- _Instructions_
A – Translate this sentence from the article on MMO innovation into Spanish: "MMOs are so expensive to make, and their successes are uncertain to begin with, says Sands, so it's no surprise that developers and publishers are afraid to innovate."
B – Condense the paragraph of the article on MMO innovation that begins "Gamers With Jobs co-founder Sean Sands" into a bulleted list that keeps its main facts.

[Source start]

Editorial expresses dissatisfaction with slow trickle of MMO innovation
Filed under: Fantasy, Age of Conan, Game mechanics, MMO industry, Opinion
Gamers With Jobs co-founder Sean Sands contributed to The Escapist a two-page article lamenting the state of the MMO industry. The article is aggressively titled "The Fallacy of MMO Innovation," and uses the example of Age of Conan as the springboard for a discussion of industry-wide issues.We've already asked questions about just how innovative AoC is, but Sands seems certain of the answer, saying "in reality it really brings very little to the table that hasn't been tried before." But who can blame Funcom for not revolutionizing the genre? MMOs are so expensive to make, and their successes are uncertain to begin with, says Sands, so it's no surprise that developers and publishers are afraid to innovate. He also suggests that polish is just as essential as innovation; that's what makes World of Warcraft successful, after all.

[Source end]
[Entries supplied start]

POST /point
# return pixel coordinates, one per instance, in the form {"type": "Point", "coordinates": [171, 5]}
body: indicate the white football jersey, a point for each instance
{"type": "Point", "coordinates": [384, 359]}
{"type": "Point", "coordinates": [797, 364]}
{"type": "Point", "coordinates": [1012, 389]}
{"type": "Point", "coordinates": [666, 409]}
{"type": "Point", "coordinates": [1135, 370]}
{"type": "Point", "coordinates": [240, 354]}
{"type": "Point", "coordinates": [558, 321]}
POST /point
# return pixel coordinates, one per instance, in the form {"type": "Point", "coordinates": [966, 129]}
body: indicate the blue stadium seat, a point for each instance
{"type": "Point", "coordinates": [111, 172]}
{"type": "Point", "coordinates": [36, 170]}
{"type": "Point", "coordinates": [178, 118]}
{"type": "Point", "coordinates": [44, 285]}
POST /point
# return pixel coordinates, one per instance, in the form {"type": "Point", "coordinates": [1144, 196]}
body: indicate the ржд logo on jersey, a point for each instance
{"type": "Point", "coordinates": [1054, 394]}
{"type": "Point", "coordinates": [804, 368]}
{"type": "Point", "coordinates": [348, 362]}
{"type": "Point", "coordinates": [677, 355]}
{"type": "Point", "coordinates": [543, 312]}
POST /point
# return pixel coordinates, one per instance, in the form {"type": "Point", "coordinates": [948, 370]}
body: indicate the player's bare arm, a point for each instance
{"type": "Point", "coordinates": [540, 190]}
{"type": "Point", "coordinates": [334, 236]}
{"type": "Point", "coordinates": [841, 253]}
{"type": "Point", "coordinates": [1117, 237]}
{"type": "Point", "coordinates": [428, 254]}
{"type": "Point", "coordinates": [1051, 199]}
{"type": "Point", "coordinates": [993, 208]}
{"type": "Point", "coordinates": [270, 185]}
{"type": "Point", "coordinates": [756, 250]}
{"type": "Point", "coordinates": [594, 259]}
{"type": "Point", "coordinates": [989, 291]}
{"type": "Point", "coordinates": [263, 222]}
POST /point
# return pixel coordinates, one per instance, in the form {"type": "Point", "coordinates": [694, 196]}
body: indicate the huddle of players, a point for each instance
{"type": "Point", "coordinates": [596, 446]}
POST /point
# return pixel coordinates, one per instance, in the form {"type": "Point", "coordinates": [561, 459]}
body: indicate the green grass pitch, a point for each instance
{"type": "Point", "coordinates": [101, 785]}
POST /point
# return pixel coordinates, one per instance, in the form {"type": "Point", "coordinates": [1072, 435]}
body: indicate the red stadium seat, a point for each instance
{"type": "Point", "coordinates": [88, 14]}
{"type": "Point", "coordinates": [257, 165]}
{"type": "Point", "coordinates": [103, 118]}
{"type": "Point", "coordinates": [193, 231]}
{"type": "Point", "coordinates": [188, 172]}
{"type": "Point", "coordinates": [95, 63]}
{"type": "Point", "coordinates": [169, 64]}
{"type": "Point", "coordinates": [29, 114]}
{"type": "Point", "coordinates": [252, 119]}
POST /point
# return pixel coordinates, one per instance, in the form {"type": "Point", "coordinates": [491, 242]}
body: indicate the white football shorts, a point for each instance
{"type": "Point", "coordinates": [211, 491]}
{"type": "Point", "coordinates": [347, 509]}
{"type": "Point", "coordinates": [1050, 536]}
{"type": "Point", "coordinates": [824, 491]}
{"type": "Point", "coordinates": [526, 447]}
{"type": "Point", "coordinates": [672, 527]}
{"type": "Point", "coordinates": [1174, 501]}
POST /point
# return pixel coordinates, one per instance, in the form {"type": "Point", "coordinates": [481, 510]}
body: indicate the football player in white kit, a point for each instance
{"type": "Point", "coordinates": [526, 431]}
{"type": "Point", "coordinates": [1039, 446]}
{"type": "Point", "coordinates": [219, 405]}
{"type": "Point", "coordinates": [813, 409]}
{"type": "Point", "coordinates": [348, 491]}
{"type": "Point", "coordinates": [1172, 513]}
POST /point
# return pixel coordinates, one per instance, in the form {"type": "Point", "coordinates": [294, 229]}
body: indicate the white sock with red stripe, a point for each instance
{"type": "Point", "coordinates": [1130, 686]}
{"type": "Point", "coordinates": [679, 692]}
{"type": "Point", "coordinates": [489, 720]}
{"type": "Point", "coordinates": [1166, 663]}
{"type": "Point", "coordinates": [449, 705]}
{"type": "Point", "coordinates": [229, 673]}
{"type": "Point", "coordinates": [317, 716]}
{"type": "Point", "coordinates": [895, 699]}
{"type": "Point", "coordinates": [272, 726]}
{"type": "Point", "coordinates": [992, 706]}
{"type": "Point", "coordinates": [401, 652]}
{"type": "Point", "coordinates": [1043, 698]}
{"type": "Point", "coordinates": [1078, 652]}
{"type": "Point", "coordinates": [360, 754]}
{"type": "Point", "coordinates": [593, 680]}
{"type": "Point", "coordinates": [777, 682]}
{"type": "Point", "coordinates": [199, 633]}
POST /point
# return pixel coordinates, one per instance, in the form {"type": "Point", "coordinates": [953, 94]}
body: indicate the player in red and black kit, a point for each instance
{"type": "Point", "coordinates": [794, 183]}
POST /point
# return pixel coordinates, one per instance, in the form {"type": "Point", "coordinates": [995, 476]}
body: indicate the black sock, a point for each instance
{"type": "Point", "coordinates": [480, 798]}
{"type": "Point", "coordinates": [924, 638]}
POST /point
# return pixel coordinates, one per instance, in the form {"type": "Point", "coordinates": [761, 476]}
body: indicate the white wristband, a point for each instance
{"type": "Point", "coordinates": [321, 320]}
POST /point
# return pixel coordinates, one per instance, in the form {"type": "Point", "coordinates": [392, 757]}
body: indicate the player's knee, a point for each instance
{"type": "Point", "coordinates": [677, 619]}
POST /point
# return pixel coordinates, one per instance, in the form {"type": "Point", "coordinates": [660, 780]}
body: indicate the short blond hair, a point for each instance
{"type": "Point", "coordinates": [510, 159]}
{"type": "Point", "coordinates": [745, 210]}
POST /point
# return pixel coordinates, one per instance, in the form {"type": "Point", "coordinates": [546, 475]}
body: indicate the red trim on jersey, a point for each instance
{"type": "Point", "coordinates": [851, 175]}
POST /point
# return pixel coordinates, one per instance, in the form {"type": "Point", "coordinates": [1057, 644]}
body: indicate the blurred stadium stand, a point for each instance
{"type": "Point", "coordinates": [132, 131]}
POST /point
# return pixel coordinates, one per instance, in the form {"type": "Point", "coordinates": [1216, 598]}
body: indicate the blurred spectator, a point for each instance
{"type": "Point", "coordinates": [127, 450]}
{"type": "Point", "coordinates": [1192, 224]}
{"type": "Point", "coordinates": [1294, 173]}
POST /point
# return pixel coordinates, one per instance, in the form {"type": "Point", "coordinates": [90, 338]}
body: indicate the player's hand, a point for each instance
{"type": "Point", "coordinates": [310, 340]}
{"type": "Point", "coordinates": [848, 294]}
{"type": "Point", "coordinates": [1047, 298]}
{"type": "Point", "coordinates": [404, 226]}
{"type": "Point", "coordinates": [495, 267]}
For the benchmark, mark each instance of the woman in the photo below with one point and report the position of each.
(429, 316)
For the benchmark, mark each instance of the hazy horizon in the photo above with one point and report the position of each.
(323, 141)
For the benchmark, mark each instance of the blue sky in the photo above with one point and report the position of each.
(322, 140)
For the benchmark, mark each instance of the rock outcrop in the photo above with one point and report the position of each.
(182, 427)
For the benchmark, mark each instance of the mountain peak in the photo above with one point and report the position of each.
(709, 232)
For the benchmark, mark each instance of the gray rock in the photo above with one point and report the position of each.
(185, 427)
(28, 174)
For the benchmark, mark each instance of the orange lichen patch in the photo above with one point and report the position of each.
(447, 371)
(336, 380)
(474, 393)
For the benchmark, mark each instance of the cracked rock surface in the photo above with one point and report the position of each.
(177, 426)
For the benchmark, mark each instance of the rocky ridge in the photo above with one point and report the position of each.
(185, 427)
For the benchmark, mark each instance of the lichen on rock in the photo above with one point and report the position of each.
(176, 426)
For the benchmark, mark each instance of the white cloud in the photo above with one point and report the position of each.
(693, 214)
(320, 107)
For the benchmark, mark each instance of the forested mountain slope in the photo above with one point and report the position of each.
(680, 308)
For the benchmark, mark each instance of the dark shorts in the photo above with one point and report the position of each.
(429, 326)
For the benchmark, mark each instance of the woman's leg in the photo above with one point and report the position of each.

[Entries supplied end]

- _Outputs_
A – Los MMO son tan caros de producir, y su éxito es incierto desde el principio, dice Sands, que no sorprende que los desarrolladores y las distribuidoras tengan miedo de innovar.

B –
- Sean Sands, co-founder of Gamers With Jobs, wrote a two-page article for The Escapist titled "The Fallacy of MMO Innovation."
- The article uses Age of Conan as a springboard to discuss problems across the MMO industry.
- Sands says Age of Conan brings very little that hasn't been tried before.
- He argues that MMOs are expensive to make and their success is uncertain, so developers and publishers are afraid to innovate.
- He suggests polish is as essential as innovation, pointing to World of Warcraft's success.